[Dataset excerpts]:
· · · · · · ·

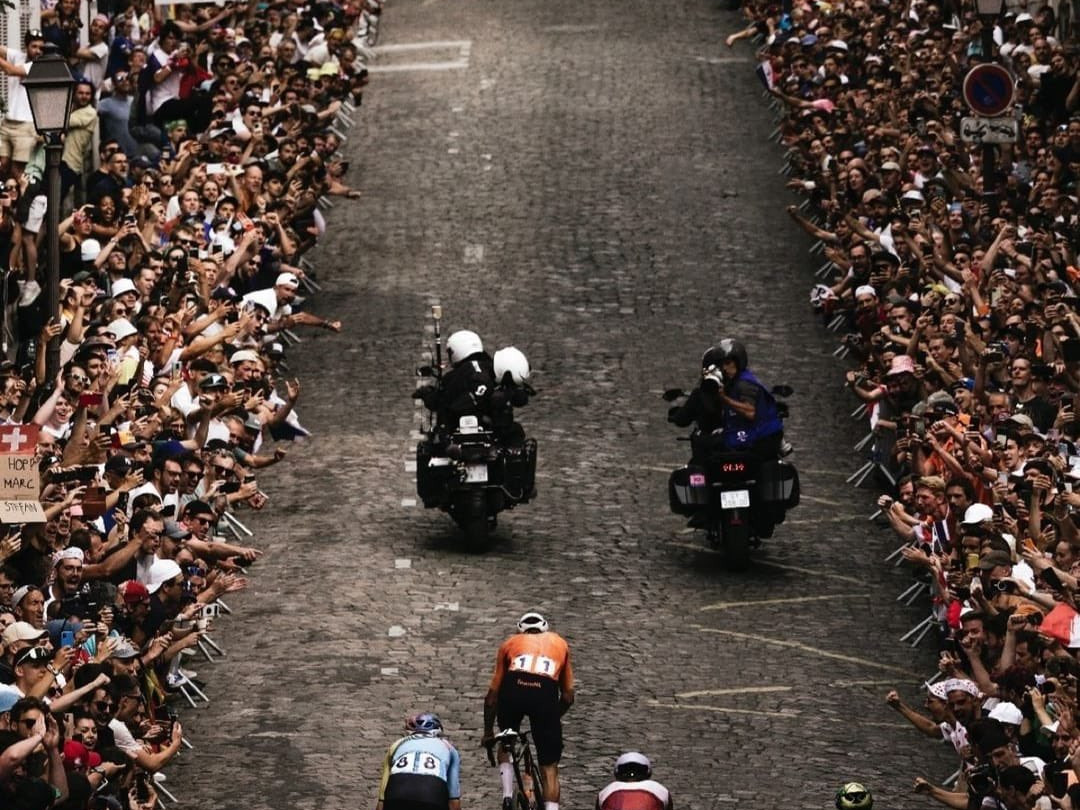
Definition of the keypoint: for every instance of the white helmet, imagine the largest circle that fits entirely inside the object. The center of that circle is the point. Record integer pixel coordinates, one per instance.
(461, 343)
(532, 622)
(511, 361)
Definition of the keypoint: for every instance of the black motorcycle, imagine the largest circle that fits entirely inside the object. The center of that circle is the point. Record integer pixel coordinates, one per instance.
(737, 498)
(467, 471)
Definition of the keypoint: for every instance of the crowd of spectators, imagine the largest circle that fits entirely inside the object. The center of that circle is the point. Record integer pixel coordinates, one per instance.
(204, 140)
(959, 304)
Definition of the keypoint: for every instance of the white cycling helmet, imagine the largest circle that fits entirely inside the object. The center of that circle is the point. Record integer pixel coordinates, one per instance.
(513, 361)
(532, 623)
(461, 343)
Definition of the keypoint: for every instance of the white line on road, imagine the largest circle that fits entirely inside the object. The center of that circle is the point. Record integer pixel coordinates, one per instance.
(456, 65)
(785, 601)
(808, 648)
(791, 715)
(724, 710)
(404, 46)
(739, 690)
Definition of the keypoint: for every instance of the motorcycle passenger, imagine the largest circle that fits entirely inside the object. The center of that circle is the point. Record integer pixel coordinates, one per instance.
(703, 408)
(422, 770)
(512, 390)
(532, 677)
(467, 388)
(634, 787)
(752, 421)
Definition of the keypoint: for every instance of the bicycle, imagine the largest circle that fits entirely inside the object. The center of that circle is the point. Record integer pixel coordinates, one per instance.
(526, 771)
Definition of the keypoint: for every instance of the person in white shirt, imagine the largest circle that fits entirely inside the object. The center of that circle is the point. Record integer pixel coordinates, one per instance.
(17, 135)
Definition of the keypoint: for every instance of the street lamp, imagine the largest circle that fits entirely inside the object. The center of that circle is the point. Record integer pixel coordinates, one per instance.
(988, 12)
(49, 86)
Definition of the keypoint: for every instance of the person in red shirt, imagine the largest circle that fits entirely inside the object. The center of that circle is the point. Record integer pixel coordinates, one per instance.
(634, 787)
(532, 678)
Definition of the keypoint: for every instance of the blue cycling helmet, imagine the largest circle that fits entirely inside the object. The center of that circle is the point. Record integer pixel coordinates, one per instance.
(426, 723)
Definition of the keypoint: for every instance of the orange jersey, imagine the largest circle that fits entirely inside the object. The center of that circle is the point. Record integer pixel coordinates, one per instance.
(535, 653)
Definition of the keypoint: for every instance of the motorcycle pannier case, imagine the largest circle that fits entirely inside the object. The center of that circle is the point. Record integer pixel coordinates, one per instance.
(779, 483)
(520, 467)
(688, 490)
(431, 480)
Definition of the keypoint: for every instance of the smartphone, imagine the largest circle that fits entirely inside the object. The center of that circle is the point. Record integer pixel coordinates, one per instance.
(1051, 578)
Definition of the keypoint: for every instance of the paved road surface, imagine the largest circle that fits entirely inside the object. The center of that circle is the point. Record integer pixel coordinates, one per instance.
(591, 181)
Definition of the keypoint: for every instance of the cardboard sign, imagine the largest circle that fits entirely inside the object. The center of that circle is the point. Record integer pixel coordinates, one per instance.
(22, 512)
(19, 480)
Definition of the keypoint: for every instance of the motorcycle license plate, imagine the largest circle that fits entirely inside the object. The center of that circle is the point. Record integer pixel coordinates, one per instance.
(475, 473)
(734, 499)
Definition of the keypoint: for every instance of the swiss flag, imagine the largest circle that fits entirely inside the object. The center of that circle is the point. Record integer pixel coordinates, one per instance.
(18, 437)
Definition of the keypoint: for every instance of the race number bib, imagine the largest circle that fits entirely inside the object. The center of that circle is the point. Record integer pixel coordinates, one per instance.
(535, 664)
(418, 761)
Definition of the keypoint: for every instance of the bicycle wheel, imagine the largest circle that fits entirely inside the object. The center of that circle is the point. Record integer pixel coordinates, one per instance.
(530, 767)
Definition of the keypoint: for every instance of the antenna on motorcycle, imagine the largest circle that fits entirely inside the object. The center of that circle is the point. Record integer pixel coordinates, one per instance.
(436, 315)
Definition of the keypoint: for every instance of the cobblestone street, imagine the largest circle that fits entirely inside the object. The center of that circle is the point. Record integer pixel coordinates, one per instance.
(593, 184)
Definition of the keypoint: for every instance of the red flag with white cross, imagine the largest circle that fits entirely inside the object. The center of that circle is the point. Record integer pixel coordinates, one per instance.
(18, 439)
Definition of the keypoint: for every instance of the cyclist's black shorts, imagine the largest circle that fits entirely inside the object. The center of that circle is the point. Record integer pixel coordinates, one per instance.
(537, 698)
(412, 792)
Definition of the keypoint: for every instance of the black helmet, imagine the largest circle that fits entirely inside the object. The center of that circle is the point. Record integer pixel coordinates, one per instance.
(712, 358)
(736, 351)
(632, 767)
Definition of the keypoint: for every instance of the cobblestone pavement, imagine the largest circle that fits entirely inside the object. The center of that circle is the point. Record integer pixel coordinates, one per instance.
(591, 181)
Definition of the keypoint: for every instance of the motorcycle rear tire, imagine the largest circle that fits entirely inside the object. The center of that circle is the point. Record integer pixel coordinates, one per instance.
(736, 541)
(475, 525)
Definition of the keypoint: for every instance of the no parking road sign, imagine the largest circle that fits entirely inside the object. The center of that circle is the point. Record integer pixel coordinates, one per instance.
(988, 90)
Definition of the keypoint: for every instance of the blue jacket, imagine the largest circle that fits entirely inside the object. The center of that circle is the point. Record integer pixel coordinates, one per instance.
(741, 433)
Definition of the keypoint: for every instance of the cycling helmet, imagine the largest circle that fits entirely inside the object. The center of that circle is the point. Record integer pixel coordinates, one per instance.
(632, 767)
(511, 361)
(461, 343)
(532, 623)
(426, 723)
(733, 350)
(853, 796)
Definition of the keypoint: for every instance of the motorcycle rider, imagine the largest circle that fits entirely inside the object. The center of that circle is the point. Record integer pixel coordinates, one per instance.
(512, 390)
(732, 408)
(634, 787)
(467, 388)
(752, 421)
(702, 407)
(422, 770)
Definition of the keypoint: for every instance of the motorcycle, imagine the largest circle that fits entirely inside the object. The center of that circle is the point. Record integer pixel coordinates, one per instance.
(467, 471)
(737, 498)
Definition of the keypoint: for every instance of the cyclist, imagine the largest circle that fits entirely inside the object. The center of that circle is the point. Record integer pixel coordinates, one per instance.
(532, 677)
(634, 787)
(422, 770)
(853, 796)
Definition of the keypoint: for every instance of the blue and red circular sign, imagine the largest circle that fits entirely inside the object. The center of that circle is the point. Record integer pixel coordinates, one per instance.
(988, 90)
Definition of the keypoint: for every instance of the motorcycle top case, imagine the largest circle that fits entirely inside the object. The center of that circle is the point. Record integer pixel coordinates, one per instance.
(778, 483)
(688, 489)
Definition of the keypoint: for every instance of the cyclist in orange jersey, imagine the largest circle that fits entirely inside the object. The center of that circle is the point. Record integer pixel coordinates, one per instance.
(532, 678)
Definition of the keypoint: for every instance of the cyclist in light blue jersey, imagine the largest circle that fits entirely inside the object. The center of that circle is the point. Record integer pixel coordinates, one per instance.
(422, 770)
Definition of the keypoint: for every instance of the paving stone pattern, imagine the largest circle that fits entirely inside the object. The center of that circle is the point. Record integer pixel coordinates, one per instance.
(597, 188)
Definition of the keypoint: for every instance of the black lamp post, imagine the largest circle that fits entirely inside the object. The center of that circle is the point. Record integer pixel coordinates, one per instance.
(988, 13)
(49, 88)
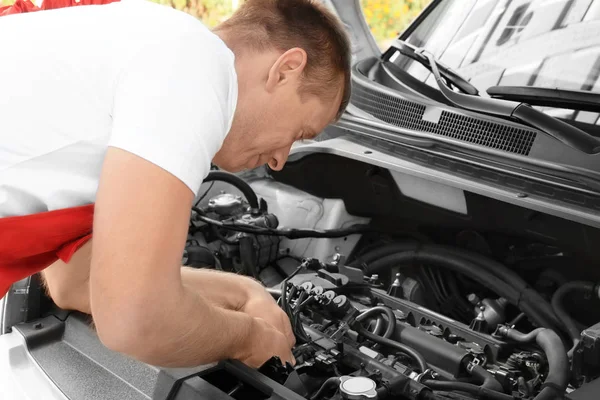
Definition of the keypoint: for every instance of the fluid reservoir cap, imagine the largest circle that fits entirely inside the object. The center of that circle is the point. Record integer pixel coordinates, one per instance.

· · · · · · ·

What is wanted is a word-for-word restatement of the entries, without their images.

Definition of the keypoint: for every instance of the white helmet, imagine the largest circle that fits entirely inside the object. The center of that circle is the point. Record integer pixel coordinates, one per instance.
(461, 343)
(532, 622)
(511, 361)
Definition of the keypoint: for every instance of the black motorcycle, imagine the largest circle that fits entirely inside the object. The center of that circle is the point. Record integer pixel coordinates, one per instance.
(737, 498)
(467, 471)
Definition of the keypoint: for every instance of the crowd of spectators, imagine the largest circle that fits entirely inside the object. The center of that circle is the point. Record integer pixel coordinates, one per instance.
(204, 140)
(959, 304)
Definition of the keypoint: for every instance of the white cycling helmet, imagine the largest circle that fits entirely inside the object. The center of that circle is the point. Record integer pixel coordinates, one per instance.
(513, 361)
(532, 623)
(461, 343)
Definition of the keypoint: for every instance of the white line on road, imagine the largest circle that fits entirely inside the object. The center of that circle is the point. Record integer pixel coordinates, one per instance.
(456, 65)
(785, 601)
(808, 648)
(791, 715)
(724, 710)
(404, 46)
(739, 690)
Definition of the keypoint: for every instance of the motorcycle passenger, imagine the largest circle that fits entirely inside the object. The center of that circle is the point. Record integer pixel coordinates, one per instance.
(703, 408)
(422, 770)
(512, 390)
(532, 677)
(467, 388)
(634, 787)
(752, 421)
Definition of the keypoint: for every instance of the bicycle, imagine the largest circle that fits entirely inside the object. The center of that circle is the point. Record integer pixel coordinates, one per instance.
(526, 771)
Definition of the keypoint: for every instance of the person in white shirt, imagine the largest circle that fits entirely inside the object. The center of that circle is the point. Record integer pixel coordinates, one per instance.
(17, 135)
Definition of the keypoint: for every instance of the street lamp, imagine the largest circle that fits entirely inside the object. The center of that circle is the point. Record integer pixel coordinates, one per instance.
(988, 12)
(49, 86)
Definition of the keypoint: for every instance of the person in red shirt, imagine the largest circle that fits entirely inside the object. The center of that circle is the point. Record integer pixel coordinates, one per instance.
(634, 787)
(532, 678)
Definition of the keypoint: for every instance of the blue cycling helmet, imagine the largest circle that fits entirely inside the object. The center of that circle is the point. Record integer pixel coordinates, one per instance.
(426, 723)
Definition of the keypoint: for every instance of the orange jersey, imagine the largest circle that fits entirely inside the object. The center of that circle is the point. Record integer pixel coordinates, one per instance.
(535, 653)
Definition of the keypoint: for every instance of the motorcycle pannier case, imagine the largest circle that fits entirely inside the object. The center of that circle is the point. Record integer pixel coordinates, one per instance.
(779, 483)
(520, 467)
(688, 490)
(431, 480)
Definition of the keypoint: for every instance of the smartphone, imagine the largest circle that fits entirely inside the object. The center of that circle is the point. Record integer pixel coordinates, one per instance.
(1051, 578)
Definition of the keypoint: for every instance of the paved road surface, imagine the largest circle that fits entirely inside the object. The center of that circle is the point. Record integer pixel coordinates, one per instance.
(591, 181)
Definition of the keypoint: for every instance of the cardboard sign, imagine the largest circle that fits entirely inside the object. The center of that circle is the point. Record integer pixel coordinates, one per instance.
(22, 512)
(19, 480)
Definition of the keypoint: for every instance of the motorcycle license plate, imagine the largest circle that fits entirely inside the object. The center of that circle is the point. Record integer pixel coordinates, one per instance.
(475, 473)
(734, 499)
Definition of the keypoint: for every instance of the swiss flag, imagine the largest circle that fits entirely inside the object. The center of that circle is the point. Record integer pixel coordinates, one per instance.
(18, 437)
Definition of the keypoint: for every instance of the race number bib, imagine the largest circle that fits entirely inside the object. The center of that circle is the point. Record integer pixel coordinates, one per instance.
(535, 664)
(418, 761)
Definition of the keypoint: for every instance of the bicycle wheel, imagine the largest circle that fits entirely inside the object. The center of that circle is the point. Record integer pixel coordinates, one per instance.
(530, 767)
Definition of the keypoint: for every instance of the antenna on motorcycle, imagine the largest circle that fits entirely inside the object. The center of that circle is the point. Record integer pixel coordinates, one per instance.
(436, 315)
Definition of the keypoint: for every instance of the cobblestone street, imagine the largest circle that fits entirely inside the object. The center of that circle is the point. Record integer pixel coordinates, one per instance.
(593, 184)
Definition of the keypoint: for every instance of the red flag with white cross, imagine the largest circle that fits entirely inside the object. The center of that circle is the point. Record integer pixel coordinates, one per instance.
(18, 439)
Definition of the keypoint: for every instance of the cyclist's black shorts, imagine the largest circle that fits entirely inside the object. The center of that circle is the point. Record integer pixel coordinates, one per instance.
(537, 698)
(412, 792)
Definition of the keypoint: for every instance of the black helmet, imagine the largest circle that fits entirely inside the object. The center of that circle is the point. Record integer pixel coordinates, one per instance.
(712, 358)
(736, 351)
(632, 767)
Definition of the keypoint: for every instance of the cobblestone pavement, imagine the largest circle that fits entirely inside the object. The center of that circle is the point. Record integer pixel coordinates, one per instance.
(591, 181)
Definition of the keypoint: for every instance of the motorcycle rear tire, imagine the largest circle that fits entirely inside the object. The center of that circle is the point. Record integer pixel coordinates, one per instance.
(736, 541)
(475, 525)
Definition of the keypoint: for every instance of the no parking road sign, imagine the largest circle that fits entirely inside the object. The center of that circle is the point. Record integer pixel coordinates, one per instance.
(988, 90)
Definition of the keypoint: for every instance of the blue jacket, imagine the largest circle that fits entirely inside the object. The center of that circle is the point. Record integer pixel coordinates, one per instance.
(741, 433)
Definition of the keypoint: for every instance of the cycling helmet, imagine the largest circle that fits entirely inside the object. The center of that circle is the point. Record integer pixel coordinates, one per instance.
(632, 767)
(511, 361)
(461, 343)
(532, 623)
(426, 723)
(733, 350)
(853, 796)
Definition of the keypoint: for every instance of the motorcycle rider, imagine the largest circle that fits entirely inside the object. The center of that circle is the point. Record integer pixel coordinates, one per instance.
(512, 390)
(732, 408)
(634, 787)
(467, 388)
(752, 421)
(702, 407)
(422, 770)
Definition of the keypoint: for every instance of the motorcycle, imagine the largest circle that fits entirely inside the object. The center of that circle is the point. Record integer pixel coordinates, one per instance.
(467, 471)
(737, 498)
Definition of the keypoint: for every instance of the cyclist, imagine the largest circle that fits entirely inside the object. The center of that circle is the point. Record integer pixel coordinates, one per instance.
(532, 677)
(634, 787)
(422, 770)
(853, 796)
Definition of the keypoint: for every instance of the blue and red circular sign, imagine the largest circle that fits entirely inside the object. The center of that circle is the point. Record integer pixel coordinates, one per instance.
(988, 90)
Definition of the keypoint: for every instance of the motorcycle top case, imagine the largest circle that fits entirely inside the object. The center of that circle is the point. Record integer pixel coordinates, one per instance.
(778, 483)
(688, 489)
Definition of the keypoint: for every instance of the cyclist in orange jersey, imagine the largest circle that fits entirely inside the object. The center of that circle is the point. Record integer pixel coordinates, one per instance.
(532, 678)
Definition of the keypoint: for every instance of the cyclist in light blue jersey, imagine the largest circle that fits entirely inside the object. The center of that circle is the point. Record integer pixel coordinates, one per instance.
(422, 770)
Definition of the keypoint: for every instance of the paving stone pattern, imagine the largest circle that fits entirely inside the object. The center of that circle is the point. Record integer pixel coordinates, one per instance.
(597, 188)
Definition of the keypoint: for every instance of the black lamp post, imagine the largest circle that fits entirely inside the object. The center of that circle is the point. Record integer pixel coordinates, one per instance.
(988, 13)
(49, 88)
Definition of the keypoint: for every instance of the fluid reservoir cap, imagine the largest circle that fits entirely inside the object. The center of that circle is the point. Record integer pixel coordinates, one per instance.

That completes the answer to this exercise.